*** Opening of DATASET RECORDS ***
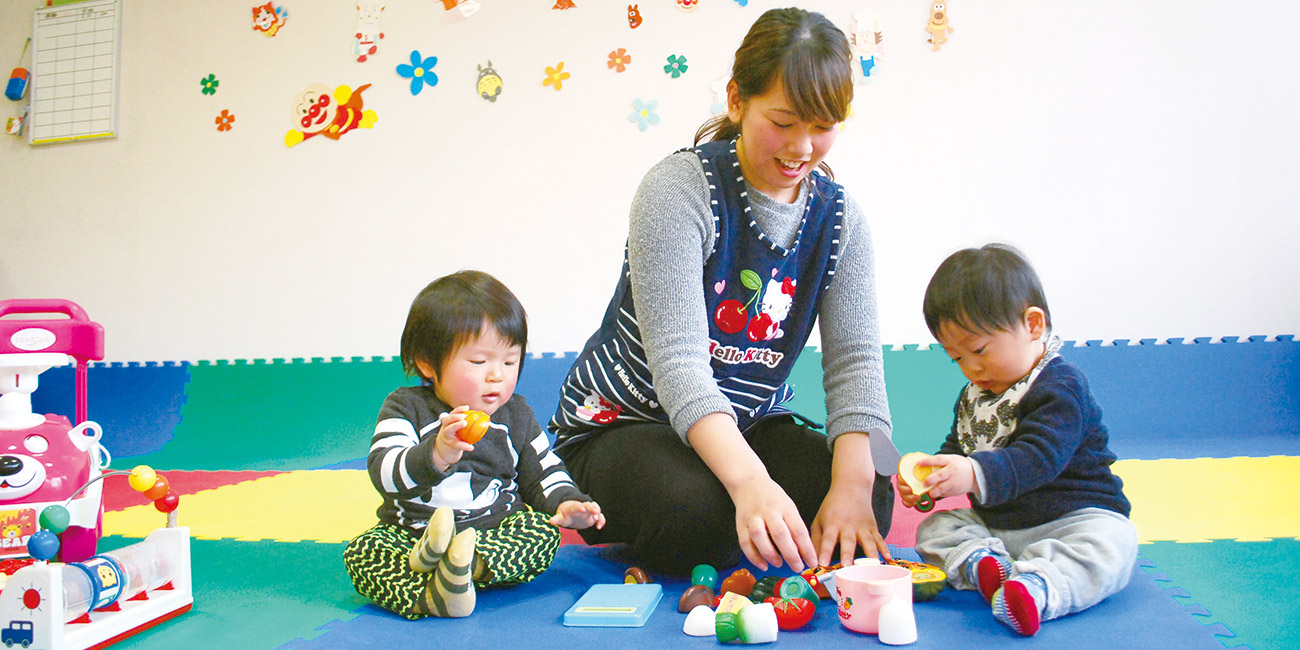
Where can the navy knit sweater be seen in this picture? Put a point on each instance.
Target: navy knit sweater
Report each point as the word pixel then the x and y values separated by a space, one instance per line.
pixel 1056 462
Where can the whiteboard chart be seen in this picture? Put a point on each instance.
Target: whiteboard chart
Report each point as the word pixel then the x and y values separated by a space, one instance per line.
pixel 74 72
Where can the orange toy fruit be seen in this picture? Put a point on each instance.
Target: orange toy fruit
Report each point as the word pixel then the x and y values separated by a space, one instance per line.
pixel 476 425
pixel 913 473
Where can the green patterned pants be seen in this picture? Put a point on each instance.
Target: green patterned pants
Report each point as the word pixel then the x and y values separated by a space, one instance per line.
pixel 514 553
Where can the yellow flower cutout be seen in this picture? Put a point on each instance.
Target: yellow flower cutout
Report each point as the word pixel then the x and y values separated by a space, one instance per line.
pixel 555 76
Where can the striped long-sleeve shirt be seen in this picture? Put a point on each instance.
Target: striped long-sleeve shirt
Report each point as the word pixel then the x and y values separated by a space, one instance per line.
pixel 511 466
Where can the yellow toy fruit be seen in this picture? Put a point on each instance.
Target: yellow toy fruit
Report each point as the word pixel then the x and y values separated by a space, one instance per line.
pixel 142 477
pixel 476 425
pixel 927 580
pixel 913 473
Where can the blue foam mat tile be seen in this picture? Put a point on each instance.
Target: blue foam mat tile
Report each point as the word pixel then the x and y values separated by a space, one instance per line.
pixel 1169 401
pixel 137 404
pixel 1143 615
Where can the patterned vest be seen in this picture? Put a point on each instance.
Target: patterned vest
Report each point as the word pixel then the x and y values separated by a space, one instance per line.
pixel 762 302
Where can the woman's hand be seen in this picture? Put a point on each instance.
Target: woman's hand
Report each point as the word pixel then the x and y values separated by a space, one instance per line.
pixel 846 518
pixel 579 515
pixel 768 525
pixel 447 447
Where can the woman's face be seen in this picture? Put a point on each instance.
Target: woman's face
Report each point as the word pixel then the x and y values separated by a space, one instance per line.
pixel 776 148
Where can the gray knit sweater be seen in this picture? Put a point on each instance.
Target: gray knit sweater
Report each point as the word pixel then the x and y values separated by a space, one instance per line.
pixel 671 234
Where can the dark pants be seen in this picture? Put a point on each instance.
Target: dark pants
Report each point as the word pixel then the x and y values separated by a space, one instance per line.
pixel 659 497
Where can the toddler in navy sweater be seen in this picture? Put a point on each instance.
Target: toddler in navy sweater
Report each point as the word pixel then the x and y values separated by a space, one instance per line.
pixel 1048 533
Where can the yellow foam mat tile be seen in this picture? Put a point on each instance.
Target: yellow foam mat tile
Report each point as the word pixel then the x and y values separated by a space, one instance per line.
pixel 1213 498
pixel 320 505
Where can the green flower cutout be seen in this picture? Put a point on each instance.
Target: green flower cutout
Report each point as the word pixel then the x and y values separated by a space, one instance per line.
pixel 676 65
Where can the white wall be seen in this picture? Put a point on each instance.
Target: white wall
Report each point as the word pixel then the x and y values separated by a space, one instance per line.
pixel 1144 155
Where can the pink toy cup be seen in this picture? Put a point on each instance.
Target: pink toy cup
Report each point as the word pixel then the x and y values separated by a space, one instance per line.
pixel 863 589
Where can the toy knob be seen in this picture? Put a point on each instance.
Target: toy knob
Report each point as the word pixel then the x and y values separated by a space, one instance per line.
pixel 159 490
pixel 142 477
pixel 43 545
pixel 55 519
pixel 167 503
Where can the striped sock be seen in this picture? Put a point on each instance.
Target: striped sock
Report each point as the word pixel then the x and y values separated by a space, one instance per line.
pixel 433 542
pixel 451 593
pixel 987 570
pixel 1019 603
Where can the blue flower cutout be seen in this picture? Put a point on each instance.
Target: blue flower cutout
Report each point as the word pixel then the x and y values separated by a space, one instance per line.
pixel 420 72
pixel 644 115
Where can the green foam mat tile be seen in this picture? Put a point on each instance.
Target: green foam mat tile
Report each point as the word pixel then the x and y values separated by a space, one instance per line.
pixel 922 385
pixel 297 415
pixel 1249 588
pixel 252 594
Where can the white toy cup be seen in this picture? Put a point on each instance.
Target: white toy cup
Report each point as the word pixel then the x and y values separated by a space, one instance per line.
pixel 863 590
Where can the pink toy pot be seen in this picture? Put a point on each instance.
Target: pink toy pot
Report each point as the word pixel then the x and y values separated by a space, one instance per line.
pixel 863 589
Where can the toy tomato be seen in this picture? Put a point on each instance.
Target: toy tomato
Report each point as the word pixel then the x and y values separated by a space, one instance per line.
pixel 792 612
pixel 476 425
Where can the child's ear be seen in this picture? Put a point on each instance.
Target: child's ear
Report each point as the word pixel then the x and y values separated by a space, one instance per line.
pixel 425 369
pixel 1036 321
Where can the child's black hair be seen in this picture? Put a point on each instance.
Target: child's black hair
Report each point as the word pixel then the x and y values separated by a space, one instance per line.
pixel 451 311
pixel 986 289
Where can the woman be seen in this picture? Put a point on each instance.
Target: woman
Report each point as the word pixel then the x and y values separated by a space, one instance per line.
pixel 671 417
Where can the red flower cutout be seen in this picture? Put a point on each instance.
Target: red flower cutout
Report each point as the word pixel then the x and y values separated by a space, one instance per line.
pixel 619 60
pixel 225 120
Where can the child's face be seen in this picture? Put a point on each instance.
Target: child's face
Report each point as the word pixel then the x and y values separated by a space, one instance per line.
pixel 996 360
pixel 481 373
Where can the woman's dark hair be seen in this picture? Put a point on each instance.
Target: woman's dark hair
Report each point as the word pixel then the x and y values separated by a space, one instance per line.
pixel 807 52
pixel 451 311
pixel 984 290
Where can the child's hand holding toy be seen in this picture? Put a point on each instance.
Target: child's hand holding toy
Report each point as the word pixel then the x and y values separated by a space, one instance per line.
pixel 579 515
pixel 924 479
pixel 451 442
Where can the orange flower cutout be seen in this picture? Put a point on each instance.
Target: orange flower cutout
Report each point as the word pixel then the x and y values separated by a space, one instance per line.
pixel 225 120
pixel 555 76
pixel 619 60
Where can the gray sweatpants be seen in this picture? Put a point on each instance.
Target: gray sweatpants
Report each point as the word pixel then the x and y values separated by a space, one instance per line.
pixel 1083 557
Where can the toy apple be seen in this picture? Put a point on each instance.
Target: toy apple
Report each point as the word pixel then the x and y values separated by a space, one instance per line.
pixel 914 476
pixel 476 425
pixel 792 612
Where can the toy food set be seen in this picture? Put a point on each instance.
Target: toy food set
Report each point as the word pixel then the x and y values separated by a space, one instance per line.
pixel 51 506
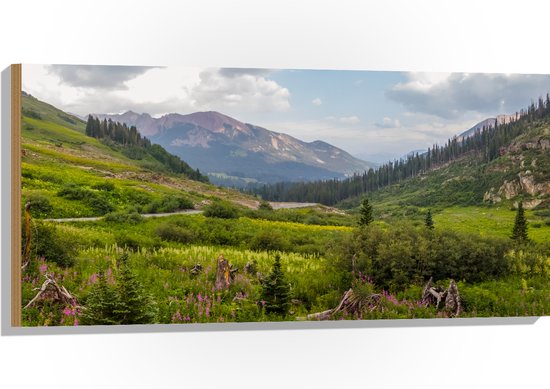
*** Close of DATASET RECORDS ***
* [PROBLEM TO WORK ON]
Reproduce the data above in full, exactly as it is, with the pictures left out.

* [ANSWER TO THIS EXERCISE]
Where can the navy knit sweater be seen in this picture? Put a point on each instance.
Target: navy knit sweater
Report each point as the word pixel then the x and y values separated by a space, one instance per line.
pixel 1056 462
Where can the whiteboard chart be seen in this picture? Put a point on each instance.
Target: whiteboard chart
Report each point as the word pixel then the x and y values separated by a space, one instance per line.
pixel 74 72
Where can the orange toy fruit be seen in this picture? Put a point on each instance.
Target: orange toy fruit
Report each point as the word pixel then the x and y values separated by a space, one instance per line.
pixel 476 425
pixel 913 473
Where can the green patterned pants be seen in this picture? Put a point on each instance.
Target: green patterned pants
Report each point as the word pixel then the x and y values separated by a space, one instance per line.
pixel 514 553
Where can the yellow flower cutout be seen in this picture? Put a point on each instance.
Target: yellow flower cutout
Report each point as the word pixel then the x and y values separated by a space, one instance per line.
pixel 555 76
Where can the striped long-sleeve shirt be seen in this picture? Put a point on each instance.
Target: striped long-sleeve shirt
Report each point as the word pixel then the x and y values separated by a space, one instance per line.
pixel 511 466
Where can the yellow toy fruit be seen in this picture? Put a point on each instance.
Target: yellow toy fruit
Report each point as the word pixel then the x and y values separated by a space, one instance per line.
pixel 142 477
pixel 476 425
pixel 927 580
pixel 913 473
Where can the blue foam mat tile be seen in this picture? Put a point on each instance.
Target: blue foam mat tile
Report each point as the word pixel then the x and y values separated by a space, one instance per line.
pixel 1169 401
pixel 137 404
pixel 1143 615
Where can the patterned vest be seen in this picture? Put a point on each instance.
Target: patterned vest
Report each point as the word pixel then the x and y values separated by a space, one instance per line.
pixel 762 302
Where can the woman's hand be seen in this picture? Put a point on each instance.
Target: woman's hand
Report each point as the word pixel then the x and y values separated by a space, one instance per line.
pixel 846 518
pixel 579 515
pixel 768 525
pixel 447 447
Where can the woman's face be seen in this picture? Put a point on each instance.
Target: woman's face
Report each point as the word pixel then the x and y values separated by a space, one instance per line.
pixel 776 148
Where can the gray knit sweater be seen in this picture? Put a point on each instance.
Target: gray knit sweater
Report each point as the word pixel then the x and y values separated by a space, one instance per line.
pixel 671 234
Where can the dark pants be seen in this picture? Put a point on each instance.
Target: dark pants
Report each point as the word pixel then the x and y values separated by a space, one instance per line.
pixel 659 497
Where can the toddler in navy sweater be seen in this picture? Put a point on each instance.
Target: toddler in navy sweater
Report each point as the word pixel then the x and y values separated by a space, one instance per line.
pixel 1048 533
Where can the yellow foam mat tile be seen in this picture? Put a point on each instance.
Target: yellow foam mat tile
Report each point as the word pixel then the x and y values separated by a space, one instance per line.
pixel 1213 498
pixel 320 505
Where can the green flower cutout be seen in this picture? Put a point on each instance.
Target: green flower cutout
Report each point as the word pixel then the x and y values separated by a space, one instance per line.
pixel 676 65
Where can the white wall be seen in this picture? Put a point on each instance.
Target: white wall
Report each point as the word pixel then the x and y values separated by a space, one instance per line.
pixel 1144 155
Where can the pink toy cup be seen in this picture? Put a point on each instance.
Target: pink toy cup
Report each point as the word pixel then the x and y values separated by a space, one instance per line.
pixel 863 589
Where can the toy knob be seen in this picture? Put a point on each instance.
Target: toy knob
Report each point as the word pixel then the x and y values separated by a space, one instance per line.
pixel 159 490
pixel 142 477
pixel 43 545
pixel 55 519
pixel 167 503
Where can the striped sock be seen in this picture? Put a point on each instance.
Target: striped sock
Report each point as the word pixel then the x and y values separated by a space, one instance per line.
pixel 433 542
pixel 451 593
pixel 987 570
pixel 1019 603
Where can the blue flower cutout be seen in this picture? Put a point on each instance.
Target: blue flower cutout
Report each point as the word pixel then the x and y values separated by a space, one instance per line.
pixel 420 72
pixel 644 115
Where can the green foam mat tile be seen in this picture? Put a point on each instance.
Target: green foam mat tile
Report each point as the word pixel then the x and y values separated by a space, one instance per line.
pixel 922 385
pixel 297 415
pixel 1249 588
pixel 252 594
Where can the white toy cup be seen in this picture? Put a point on each instance.
Target: white toy cup
Report each point as the word pixel then the x and y values separated by a space, one instance per line.
pixel 863 590
Where can the pink toy pot be seen in this picture? Put a point on each instance.
Target: pink toy pot
Report each point as the word pixel then the x and y values separated by a space, one instance per line.
pixel 863 589
Where can the toy tomato be seen in this picture? Put a point on each instance.
Target: toy tomato
Report each point as the word pixel then the x and y values separated by a space, one instance per line.
pixel 792 612
pixel 476 425
Where can the child's ear be seen in this picture? Put a point on each instance.
Target: child's ear
Report each point as the word pixel then the x and y values separated by a space, one instance per line.
pixel 425 369
pixel 1036 321
Where can the child's black hair be seen in this picture? Put a point on each instance.
Target: child's black hair
Report each point as the word pixel then the x and y values separated by a space, one instance per line.
pixel 451 311
pixel 986 289
Where can the woman be seen in this picture? Put a point on each instance.
Target: woman
Report each point as the word pixel then the x and y values separated by a space, one instance per line.
pixel 671 417
Where can the red flower cutout be seen in this picture? Put a point on each instance.
Target: red flower cutout
Report each point as the word pixel then the x and y values separated by a space, one instance per line.
pixel 619 60
pixel 225 120
Where can the child's face be seen in this picture? Put a point on each instance.
Target: child's face
Report each point as the word pixel then the x and y values separated by a space, one instance per line.
pixel 996 360
pixel 481 373
Where can the woman's dark hair be seen in this picture? Put a point on each instance.
Target: woman's dark hair
Report each point as the word pixel then the x and y values separated by a space, one instance per line.
pixel 807 52
pixel 451 311
pixel 984 290
Where can the child's hand holding toy be seen in this picture? Put a point on each instance.
Target: child's hand holding toy
Report each point as the word pixel then the x and y values separated by a space, one instance per line.
pixel 579 515
pixel 924 479
pixel 451 442
Where can the orange flower cutout be seen in this picture? Put a point on each instance.
Target: orange flower cutout
Report each point as the word pixel then the x and y values separated by a space, one instance per line.
pixel 225 120
pixel 555 76
pixel 619 60
Where can the gray sweatpants be seen in this picture? Put a point on each instance.
Target: gray sweatpants
Report each point as the word pixel then the x and y values separated by a space, one instance per line.
pixel 1083 557
Where can the toy apple be seen in this picture? Put a point on each instance.
Target: toy apple
Report each point as the word pixel then the x and y values separated by a space, one instance per line.
pixel 914 476
pixel 476 425
pixel 792 612
Where can the toy food set be seen in this picture? Put a point on each instance.
Target: toy food set
Report each point as the word pixel then the x and y values separated by a space, one instance per line.
pixel 51 506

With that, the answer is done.